===== TASK INPUT

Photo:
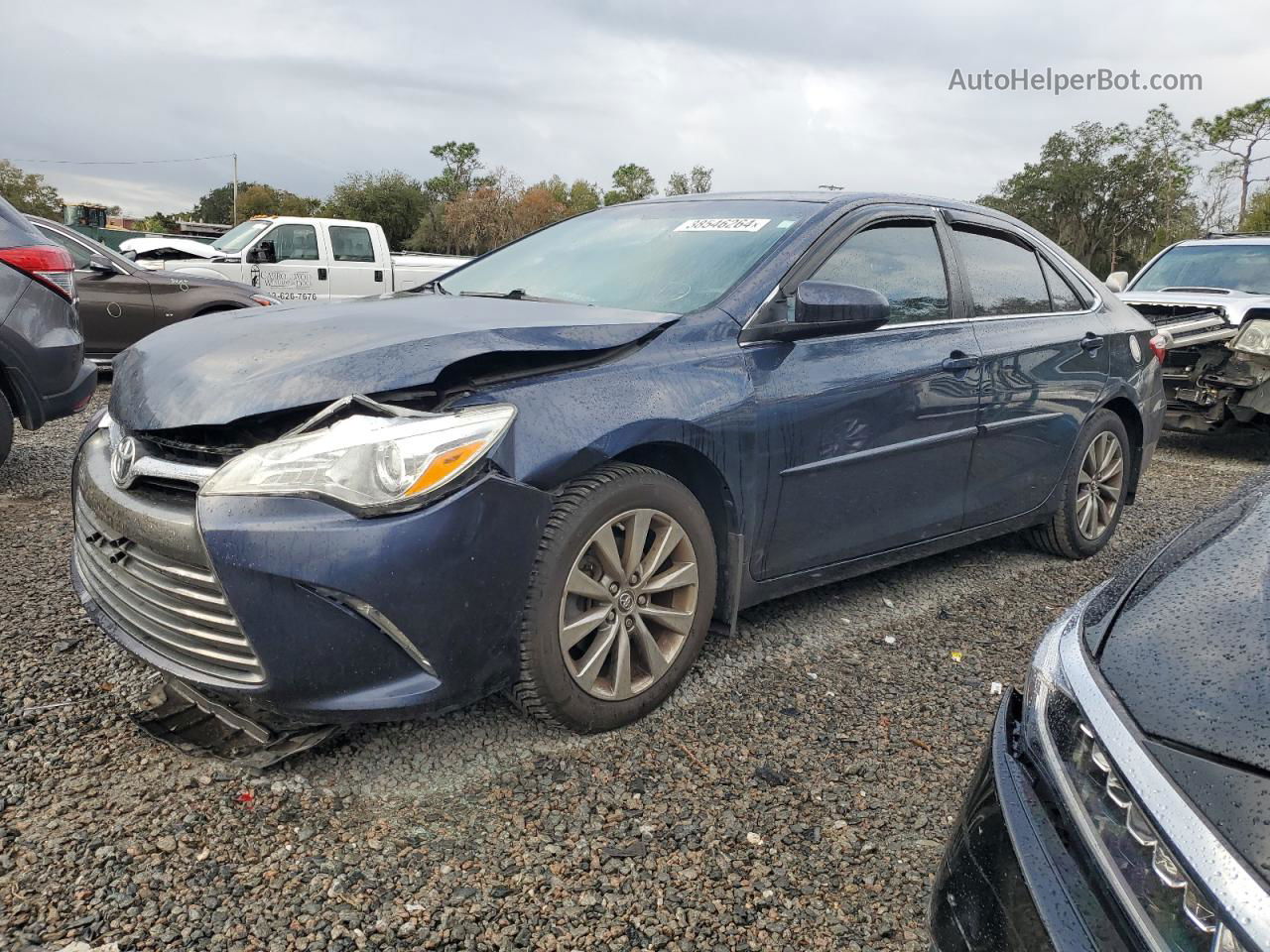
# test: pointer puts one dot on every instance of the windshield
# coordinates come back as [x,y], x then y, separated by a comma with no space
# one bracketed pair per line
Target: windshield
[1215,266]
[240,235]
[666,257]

==========
===== TASK INPUT

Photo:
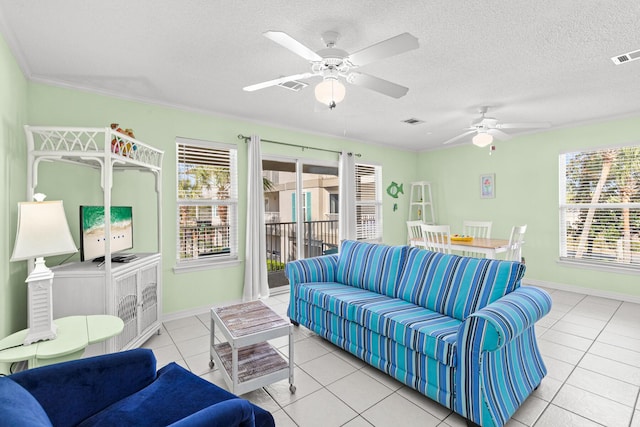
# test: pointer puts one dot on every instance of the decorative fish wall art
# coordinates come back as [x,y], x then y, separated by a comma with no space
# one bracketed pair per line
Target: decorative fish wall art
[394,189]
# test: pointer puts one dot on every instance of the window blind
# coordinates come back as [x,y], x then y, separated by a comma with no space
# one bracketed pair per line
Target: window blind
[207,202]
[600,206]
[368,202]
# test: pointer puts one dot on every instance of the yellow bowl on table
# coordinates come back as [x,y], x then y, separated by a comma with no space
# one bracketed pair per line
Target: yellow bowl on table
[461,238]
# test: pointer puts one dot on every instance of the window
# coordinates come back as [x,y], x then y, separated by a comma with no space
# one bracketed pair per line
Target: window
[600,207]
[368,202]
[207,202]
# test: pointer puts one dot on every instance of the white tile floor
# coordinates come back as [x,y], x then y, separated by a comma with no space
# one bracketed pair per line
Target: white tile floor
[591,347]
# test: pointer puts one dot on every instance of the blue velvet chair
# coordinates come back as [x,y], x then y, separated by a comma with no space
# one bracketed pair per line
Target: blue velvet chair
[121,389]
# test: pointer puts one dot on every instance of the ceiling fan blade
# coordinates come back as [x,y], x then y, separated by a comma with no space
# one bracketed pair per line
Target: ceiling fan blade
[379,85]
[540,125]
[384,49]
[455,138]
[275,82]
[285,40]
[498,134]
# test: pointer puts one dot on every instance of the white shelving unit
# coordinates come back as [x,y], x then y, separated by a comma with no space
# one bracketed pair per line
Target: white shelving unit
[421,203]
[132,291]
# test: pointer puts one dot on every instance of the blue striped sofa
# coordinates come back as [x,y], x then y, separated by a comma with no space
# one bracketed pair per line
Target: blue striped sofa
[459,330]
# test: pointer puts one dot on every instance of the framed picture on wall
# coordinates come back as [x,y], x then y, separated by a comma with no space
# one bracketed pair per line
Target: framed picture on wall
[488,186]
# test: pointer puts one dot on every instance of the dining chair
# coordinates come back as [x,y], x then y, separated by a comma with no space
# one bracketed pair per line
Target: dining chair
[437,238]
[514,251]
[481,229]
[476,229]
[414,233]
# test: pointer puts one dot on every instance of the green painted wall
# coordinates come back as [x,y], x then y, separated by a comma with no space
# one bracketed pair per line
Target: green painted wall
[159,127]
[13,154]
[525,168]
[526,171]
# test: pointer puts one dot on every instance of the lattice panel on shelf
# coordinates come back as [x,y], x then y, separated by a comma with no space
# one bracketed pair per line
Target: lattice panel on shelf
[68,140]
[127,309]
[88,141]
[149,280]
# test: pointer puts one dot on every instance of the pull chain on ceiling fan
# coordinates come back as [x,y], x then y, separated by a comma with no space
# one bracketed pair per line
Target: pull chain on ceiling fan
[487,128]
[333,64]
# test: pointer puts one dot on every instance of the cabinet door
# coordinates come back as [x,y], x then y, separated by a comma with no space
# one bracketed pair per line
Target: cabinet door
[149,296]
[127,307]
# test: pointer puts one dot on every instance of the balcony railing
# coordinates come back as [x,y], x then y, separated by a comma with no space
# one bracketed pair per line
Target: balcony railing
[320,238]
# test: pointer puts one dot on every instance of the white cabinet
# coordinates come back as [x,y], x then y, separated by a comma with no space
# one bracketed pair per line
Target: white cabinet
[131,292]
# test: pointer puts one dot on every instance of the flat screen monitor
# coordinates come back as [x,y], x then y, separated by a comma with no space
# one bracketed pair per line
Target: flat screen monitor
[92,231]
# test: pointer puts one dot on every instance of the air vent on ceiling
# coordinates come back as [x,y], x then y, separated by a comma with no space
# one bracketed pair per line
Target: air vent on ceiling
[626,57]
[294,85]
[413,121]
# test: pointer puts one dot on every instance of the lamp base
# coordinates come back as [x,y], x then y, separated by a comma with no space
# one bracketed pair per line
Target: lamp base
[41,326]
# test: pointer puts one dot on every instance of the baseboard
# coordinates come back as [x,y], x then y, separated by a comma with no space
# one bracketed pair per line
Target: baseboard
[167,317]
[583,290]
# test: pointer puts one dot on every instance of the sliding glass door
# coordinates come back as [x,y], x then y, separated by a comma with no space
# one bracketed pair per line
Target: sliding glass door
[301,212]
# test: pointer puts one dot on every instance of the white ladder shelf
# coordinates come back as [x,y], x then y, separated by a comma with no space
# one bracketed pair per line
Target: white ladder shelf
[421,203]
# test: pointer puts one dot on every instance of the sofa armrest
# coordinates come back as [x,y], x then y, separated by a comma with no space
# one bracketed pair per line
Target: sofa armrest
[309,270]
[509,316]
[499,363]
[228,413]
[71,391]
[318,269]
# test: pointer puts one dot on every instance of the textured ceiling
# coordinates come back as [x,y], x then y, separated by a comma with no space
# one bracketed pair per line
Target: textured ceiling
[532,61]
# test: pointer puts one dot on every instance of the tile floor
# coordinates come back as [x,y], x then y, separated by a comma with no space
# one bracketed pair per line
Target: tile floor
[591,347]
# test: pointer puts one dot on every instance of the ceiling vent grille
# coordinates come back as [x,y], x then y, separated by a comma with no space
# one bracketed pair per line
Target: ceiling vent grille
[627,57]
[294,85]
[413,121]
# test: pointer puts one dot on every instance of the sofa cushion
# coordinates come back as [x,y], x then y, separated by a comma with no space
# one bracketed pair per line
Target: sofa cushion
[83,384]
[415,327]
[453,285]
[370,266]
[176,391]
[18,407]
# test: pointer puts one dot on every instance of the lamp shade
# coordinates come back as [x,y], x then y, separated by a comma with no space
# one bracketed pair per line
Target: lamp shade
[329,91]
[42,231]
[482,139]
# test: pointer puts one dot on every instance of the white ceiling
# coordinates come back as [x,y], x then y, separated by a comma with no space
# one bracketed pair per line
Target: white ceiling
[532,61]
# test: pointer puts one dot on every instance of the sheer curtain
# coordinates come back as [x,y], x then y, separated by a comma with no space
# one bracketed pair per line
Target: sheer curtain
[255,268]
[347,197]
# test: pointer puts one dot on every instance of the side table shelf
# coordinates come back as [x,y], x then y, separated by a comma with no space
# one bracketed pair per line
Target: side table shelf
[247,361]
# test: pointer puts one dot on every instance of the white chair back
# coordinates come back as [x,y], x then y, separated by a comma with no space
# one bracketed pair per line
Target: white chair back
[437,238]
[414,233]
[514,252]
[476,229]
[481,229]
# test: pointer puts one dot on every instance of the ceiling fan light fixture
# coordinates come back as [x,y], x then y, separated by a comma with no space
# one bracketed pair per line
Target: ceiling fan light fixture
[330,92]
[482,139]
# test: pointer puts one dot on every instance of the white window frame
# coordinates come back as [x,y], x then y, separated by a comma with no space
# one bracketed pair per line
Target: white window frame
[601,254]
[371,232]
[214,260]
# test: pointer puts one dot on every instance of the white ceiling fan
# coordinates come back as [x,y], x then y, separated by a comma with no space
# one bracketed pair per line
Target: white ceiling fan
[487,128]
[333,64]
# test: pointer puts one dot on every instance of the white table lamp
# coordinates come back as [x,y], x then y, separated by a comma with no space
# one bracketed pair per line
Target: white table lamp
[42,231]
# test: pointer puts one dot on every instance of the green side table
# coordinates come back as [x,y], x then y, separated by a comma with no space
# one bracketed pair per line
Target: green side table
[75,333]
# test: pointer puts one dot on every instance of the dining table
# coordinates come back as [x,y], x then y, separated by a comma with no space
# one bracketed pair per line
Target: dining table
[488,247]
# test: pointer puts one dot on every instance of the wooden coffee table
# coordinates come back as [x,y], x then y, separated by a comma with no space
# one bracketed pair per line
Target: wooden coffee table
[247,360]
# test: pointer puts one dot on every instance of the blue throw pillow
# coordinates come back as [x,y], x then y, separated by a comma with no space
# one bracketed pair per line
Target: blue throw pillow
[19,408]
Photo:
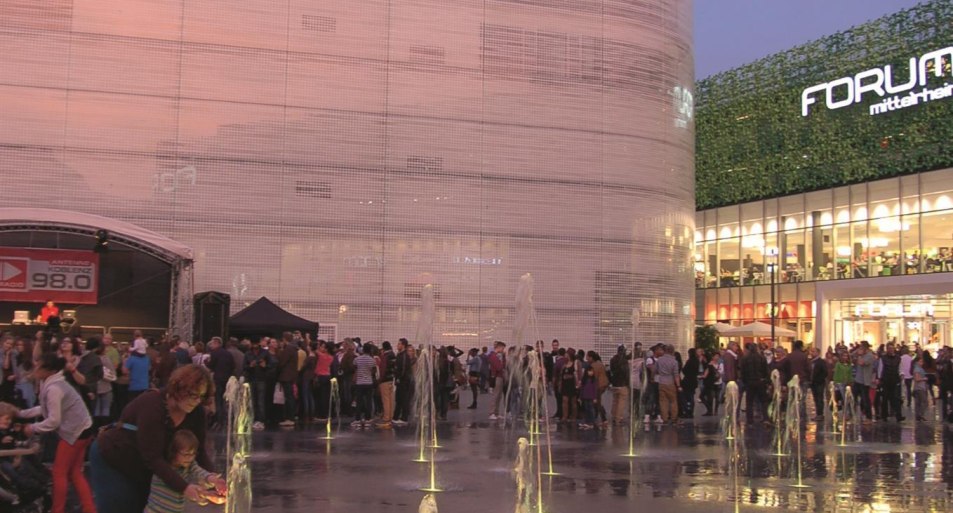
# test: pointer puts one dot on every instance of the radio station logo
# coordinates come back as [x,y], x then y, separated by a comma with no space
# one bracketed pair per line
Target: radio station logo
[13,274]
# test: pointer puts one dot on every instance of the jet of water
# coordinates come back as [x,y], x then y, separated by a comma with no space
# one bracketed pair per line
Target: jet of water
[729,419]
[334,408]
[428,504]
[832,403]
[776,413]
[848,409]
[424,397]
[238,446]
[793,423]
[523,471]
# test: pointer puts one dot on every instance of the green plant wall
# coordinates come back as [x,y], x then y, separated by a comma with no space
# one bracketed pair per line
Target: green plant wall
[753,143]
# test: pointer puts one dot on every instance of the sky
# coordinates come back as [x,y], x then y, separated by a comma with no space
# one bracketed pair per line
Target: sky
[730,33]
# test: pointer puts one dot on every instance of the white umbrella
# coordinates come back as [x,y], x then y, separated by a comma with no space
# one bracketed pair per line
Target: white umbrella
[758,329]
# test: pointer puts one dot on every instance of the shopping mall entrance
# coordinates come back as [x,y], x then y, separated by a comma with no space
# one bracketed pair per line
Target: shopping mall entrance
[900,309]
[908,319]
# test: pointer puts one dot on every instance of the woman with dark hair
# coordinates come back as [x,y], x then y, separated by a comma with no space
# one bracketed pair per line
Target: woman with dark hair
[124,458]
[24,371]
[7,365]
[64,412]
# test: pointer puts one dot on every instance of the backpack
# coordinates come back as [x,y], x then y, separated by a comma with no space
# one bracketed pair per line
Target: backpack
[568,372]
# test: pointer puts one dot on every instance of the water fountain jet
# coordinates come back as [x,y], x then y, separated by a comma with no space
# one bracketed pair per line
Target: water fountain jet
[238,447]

==========

# TO DO
Return each line from the entries above that contains the string "umbrella".

# SOLUTION FOR THIS TASK
# test: pointer puts one dot on every instance of the white umbrella
Target: white umbrella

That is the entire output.